═════ LISTING ═════

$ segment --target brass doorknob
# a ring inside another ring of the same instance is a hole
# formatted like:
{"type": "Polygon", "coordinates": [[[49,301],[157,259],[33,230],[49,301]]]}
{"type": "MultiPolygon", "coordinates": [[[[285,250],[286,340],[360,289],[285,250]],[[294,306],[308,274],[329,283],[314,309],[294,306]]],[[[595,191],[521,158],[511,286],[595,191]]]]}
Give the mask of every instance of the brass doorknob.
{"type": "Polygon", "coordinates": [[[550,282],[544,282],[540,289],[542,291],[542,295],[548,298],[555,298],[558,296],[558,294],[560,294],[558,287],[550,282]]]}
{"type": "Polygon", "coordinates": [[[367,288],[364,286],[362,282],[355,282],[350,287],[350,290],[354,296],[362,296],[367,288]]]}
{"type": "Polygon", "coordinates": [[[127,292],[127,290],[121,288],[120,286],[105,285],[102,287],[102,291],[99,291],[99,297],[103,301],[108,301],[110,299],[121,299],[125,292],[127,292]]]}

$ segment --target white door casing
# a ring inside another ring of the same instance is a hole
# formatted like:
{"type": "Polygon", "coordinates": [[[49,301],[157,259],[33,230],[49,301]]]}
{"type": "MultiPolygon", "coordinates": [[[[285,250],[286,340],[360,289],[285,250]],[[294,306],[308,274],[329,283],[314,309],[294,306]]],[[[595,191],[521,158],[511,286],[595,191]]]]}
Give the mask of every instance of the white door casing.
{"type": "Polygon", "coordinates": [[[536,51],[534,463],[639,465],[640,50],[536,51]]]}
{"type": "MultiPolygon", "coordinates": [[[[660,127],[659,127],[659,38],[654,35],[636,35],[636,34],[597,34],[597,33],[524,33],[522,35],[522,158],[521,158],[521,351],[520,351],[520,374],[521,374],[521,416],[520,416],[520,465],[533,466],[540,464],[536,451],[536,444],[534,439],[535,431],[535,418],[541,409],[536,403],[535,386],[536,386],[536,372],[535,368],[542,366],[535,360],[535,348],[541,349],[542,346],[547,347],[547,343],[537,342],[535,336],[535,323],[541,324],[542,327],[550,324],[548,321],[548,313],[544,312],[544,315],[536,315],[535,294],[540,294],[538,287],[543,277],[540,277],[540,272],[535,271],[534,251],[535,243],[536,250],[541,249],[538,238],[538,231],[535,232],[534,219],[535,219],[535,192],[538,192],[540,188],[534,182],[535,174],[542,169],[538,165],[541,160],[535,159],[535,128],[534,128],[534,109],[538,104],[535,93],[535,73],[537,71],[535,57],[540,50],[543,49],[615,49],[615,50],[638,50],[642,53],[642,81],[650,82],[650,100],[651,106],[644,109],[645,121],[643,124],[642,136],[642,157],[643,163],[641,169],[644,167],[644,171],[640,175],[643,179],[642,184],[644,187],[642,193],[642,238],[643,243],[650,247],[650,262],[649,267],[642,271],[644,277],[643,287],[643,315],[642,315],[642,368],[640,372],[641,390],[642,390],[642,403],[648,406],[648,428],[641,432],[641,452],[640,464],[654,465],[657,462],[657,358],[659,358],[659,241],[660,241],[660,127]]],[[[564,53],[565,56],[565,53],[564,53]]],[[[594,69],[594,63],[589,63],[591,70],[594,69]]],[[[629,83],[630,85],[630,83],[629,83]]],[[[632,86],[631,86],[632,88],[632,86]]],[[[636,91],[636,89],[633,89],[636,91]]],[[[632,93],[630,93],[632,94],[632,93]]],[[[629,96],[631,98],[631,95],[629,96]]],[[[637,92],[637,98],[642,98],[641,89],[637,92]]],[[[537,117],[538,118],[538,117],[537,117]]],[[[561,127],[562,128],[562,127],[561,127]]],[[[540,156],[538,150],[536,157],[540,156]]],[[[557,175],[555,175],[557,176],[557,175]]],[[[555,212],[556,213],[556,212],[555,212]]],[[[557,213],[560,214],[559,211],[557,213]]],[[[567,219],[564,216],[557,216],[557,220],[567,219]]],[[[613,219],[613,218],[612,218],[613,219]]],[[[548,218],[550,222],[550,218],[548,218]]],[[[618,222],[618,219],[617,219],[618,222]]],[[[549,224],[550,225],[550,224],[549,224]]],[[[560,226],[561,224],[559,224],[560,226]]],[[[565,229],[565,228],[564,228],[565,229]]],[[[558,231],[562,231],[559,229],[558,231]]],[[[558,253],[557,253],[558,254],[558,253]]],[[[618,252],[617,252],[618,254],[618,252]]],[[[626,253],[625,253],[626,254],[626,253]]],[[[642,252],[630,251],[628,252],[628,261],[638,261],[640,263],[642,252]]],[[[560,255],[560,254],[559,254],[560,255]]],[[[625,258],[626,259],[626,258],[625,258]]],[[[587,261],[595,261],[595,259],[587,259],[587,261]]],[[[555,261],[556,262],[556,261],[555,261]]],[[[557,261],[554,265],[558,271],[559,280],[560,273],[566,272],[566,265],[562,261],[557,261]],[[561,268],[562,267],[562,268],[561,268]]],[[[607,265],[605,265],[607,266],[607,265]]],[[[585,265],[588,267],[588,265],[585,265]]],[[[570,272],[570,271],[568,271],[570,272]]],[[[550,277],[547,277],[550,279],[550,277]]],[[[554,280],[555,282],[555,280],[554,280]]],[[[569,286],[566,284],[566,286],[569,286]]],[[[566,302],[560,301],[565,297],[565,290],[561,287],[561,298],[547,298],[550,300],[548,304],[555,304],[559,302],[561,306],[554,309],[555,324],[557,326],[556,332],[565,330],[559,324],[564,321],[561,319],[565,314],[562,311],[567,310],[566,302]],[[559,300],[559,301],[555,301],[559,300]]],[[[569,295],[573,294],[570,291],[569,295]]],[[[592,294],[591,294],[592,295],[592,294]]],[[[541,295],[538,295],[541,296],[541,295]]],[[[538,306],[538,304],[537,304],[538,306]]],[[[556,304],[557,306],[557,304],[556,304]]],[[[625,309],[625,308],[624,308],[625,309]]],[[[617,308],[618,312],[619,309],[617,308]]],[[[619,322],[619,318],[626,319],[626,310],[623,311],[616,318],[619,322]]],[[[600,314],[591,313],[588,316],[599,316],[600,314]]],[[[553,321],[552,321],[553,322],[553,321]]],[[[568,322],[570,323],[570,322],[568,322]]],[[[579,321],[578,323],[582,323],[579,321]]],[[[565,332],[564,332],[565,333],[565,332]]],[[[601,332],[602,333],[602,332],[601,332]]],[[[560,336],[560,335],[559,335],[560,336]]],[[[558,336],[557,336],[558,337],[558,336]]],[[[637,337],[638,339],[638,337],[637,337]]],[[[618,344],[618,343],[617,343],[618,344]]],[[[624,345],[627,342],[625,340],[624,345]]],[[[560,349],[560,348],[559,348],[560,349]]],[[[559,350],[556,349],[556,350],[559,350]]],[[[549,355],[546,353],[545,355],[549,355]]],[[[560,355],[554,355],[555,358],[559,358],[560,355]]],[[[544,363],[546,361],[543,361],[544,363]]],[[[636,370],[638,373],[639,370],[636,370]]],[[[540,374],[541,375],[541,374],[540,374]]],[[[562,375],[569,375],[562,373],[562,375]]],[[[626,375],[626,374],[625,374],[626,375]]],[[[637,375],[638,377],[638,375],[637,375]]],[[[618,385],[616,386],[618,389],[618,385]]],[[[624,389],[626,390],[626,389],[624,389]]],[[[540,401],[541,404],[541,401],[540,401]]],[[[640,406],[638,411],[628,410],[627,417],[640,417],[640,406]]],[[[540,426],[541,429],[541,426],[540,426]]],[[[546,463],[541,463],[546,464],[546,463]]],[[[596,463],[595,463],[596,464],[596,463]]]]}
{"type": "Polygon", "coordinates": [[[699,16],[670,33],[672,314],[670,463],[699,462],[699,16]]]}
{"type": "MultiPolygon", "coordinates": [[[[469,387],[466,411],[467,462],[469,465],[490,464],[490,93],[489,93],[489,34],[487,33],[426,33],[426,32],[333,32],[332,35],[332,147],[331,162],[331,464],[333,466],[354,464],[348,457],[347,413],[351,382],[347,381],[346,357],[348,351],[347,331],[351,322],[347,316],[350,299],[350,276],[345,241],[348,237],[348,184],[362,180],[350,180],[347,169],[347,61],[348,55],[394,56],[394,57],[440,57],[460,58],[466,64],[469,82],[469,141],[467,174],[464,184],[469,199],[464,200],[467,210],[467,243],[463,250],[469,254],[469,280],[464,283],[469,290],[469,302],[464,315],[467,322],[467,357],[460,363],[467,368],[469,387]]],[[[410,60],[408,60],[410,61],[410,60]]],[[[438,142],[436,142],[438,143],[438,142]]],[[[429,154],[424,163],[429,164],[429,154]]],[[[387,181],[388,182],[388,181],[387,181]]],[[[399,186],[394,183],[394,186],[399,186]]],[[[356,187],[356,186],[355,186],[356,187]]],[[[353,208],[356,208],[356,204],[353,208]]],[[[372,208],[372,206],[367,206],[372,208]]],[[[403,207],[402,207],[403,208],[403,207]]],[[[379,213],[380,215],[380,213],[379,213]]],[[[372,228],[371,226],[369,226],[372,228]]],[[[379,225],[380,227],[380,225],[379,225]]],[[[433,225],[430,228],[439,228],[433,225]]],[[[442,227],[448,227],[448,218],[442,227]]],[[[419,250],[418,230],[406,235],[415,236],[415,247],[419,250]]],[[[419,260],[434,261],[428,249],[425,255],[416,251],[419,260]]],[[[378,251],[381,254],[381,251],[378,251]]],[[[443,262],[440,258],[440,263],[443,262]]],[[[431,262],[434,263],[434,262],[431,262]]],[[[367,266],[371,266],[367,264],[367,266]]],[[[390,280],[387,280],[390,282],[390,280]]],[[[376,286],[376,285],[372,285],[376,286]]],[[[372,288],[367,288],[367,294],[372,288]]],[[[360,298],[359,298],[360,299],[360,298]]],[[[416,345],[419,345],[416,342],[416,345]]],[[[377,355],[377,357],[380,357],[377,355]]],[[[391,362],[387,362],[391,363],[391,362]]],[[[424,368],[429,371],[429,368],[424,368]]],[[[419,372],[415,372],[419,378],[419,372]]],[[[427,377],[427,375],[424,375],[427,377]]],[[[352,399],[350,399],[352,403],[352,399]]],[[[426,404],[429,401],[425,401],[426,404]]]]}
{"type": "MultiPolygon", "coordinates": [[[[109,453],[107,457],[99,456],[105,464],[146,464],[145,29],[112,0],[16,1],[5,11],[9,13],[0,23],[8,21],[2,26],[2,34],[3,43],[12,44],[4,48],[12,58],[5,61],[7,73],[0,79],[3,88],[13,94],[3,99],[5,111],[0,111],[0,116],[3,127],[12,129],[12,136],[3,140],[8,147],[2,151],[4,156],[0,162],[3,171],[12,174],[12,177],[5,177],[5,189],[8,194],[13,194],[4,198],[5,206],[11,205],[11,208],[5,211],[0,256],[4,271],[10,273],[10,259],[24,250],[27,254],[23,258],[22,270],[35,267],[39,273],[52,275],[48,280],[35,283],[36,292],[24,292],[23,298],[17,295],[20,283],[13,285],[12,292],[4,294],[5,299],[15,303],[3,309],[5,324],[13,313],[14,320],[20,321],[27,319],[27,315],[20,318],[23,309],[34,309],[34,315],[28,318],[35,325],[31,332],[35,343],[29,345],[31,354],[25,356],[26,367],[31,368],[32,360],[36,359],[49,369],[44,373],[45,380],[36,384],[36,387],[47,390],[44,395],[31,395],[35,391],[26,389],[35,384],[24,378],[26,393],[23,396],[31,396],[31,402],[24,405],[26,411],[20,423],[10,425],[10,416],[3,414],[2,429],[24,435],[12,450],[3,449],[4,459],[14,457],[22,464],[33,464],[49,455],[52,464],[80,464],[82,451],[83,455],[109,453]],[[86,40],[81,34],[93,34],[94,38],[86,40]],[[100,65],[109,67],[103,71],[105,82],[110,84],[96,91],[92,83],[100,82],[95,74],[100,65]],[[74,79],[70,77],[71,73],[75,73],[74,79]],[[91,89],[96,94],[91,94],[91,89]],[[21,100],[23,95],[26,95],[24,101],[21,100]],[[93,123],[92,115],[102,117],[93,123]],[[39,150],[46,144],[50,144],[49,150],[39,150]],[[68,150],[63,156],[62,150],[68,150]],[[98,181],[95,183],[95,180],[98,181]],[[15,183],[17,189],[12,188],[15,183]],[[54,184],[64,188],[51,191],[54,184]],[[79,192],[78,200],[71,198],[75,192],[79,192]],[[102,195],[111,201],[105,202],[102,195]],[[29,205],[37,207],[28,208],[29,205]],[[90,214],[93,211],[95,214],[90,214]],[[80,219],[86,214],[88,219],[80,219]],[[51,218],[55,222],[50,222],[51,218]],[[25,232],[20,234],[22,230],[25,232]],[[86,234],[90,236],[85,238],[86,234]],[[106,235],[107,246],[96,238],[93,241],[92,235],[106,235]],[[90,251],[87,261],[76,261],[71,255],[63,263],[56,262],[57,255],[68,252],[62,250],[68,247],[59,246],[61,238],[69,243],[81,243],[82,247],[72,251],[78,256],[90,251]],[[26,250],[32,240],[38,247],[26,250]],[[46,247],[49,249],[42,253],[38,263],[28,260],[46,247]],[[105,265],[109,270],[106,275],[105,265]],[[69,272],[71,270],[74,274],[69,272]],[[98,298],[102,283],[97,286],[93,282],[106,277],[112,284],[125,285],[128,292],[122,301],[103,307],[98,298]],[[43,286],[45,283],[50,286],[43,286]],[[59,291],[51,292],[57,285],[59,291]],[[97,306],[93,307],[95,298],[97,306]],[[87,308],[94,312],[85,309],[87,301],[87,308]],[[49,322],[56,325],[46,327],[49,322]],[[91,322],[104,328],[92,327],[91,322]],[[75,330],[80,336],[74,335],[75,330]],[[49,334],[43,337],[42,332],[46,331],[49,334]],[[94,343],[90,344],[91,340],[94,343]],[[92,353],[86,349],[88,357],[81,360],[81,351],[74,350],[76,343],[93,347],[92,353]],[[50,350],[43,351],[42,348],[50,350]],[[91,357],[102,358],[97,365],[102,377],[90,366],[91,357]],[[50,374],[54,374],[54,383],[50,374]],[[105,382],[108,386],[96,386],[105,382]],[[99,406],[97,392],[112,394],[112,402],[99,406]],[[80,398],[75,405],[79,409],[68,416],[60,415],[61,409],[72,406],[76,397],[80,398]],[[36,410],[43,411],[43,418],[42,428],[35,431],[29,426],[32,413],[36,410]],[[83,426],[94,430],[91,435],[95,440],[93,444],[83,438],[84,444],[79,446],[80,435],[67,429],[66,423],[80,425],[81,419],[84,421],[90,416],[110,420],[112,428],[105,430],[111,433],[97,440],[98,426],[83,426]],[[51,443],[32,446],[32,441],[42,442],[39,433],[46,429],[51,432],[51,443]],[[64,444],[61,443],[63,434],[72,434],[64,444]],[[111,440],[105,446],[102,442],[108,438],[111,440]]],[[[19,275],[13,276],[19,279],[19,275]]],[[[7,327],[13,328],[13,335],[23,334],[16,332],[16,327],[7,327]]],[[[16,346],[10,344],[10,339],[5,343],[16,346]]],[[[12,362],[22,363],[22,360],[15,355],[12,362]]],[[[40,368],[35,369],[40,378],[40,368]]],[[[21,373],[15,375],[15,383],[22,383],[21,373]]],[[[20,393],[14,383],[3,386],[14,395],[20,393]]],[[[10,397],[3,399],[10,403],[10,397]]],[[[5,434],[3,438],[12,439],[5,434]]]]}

═════

TASK DESCRIPTION ▸ Reproduce verbatim the lines of the material above, from its first line through the line containing "Give the mask of every instance of the brass", both included.

RESULT OF THE TASK ▸
$ segment --target brass doorknob
# a ring inside another ring of the same instance is a hole
# formatted like:
{"type": "Polygon", "coordinates": [[[49,301],[157,259],[33,230],[49,301]]]}
{"type": "MultiPolygon", "coordinates": [[[[285,250],[286,340],[360,289],[285,250]],[[294,306],[308,274],[329,283],[314,309],[294,306]]],[[[595,191],[521,158],[511,286],[595,191]]]]}
Give the mask of every instance of the brass doorknob.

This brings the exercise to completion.